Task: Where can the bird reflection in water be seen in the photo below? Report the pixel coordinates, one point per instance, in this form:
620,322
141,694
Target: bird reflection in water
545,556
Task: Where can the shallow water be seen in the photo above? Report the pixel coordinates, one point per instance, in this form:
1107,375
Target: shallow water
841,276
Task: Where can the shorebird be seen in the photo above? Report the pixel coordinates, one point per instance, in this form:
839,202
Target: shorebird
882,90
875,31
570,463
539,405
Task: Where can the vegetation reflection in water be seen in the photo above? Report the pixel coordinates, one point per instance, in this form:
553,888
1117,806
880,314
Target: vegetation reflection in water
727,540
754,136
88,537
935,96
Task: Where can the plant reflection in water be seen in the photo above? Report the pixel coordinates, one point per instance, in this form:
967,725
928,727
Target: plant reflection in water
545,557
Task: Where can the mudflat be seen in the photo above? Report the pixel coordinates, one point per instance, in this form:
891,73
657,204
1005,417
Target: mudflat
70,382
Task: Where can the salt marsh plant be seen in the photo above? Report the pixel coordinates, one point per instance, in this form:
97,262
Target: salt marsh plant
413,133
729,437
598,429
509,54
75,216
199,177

## What to produce
Reproduce all of the data above line for line, without changing a single character.

## Response to this exercise
Task: Where can the bird reflection in water be seen in the photo below? Report the pixel coordinates, one point per instance, in this form:
620,322
141,694
Target: bird reflection in water
545,556
Task: Where can the shallow water be seen in the photo above? Report the pixel coordinates, one point per instance, in this form:
1107,375
Target: shallow water
841,276
Task: Where can the shorebird be seen in the photo above? Report the pixel coordinates, one point per instance, in this form:
839,202
Target: shorebird
882,90
875,31
570,463
539,405
Task: Where can the vegetation reflection in water be seen in the photo above? Report the pixel coordinates, one point per instance, in this form:
553,888
1117,806
880,314
Target: vegetation reflection in water
727,540
754,136
88,537
935,96
Task: Where can the plant reflection in water be seen in the photo above? Report the pixel coordinates, one point per instance, in this form:
967,725
928,727
Target: plant reflection in water
545,557
Task: Where can the mudflat be seen in the photo above? Report the pixel coordinates, one point per instance, in this form:
891,73
657,204
1005,417
Target: mudflat
70,382
Task: Where can the salt marsh plant be seen in the photo above? Report the pixel coordinates, one point per instance, in this form:
97,262
Target: salt marsh plant
413,133
729,437
598,429
509,54
75,216
199,177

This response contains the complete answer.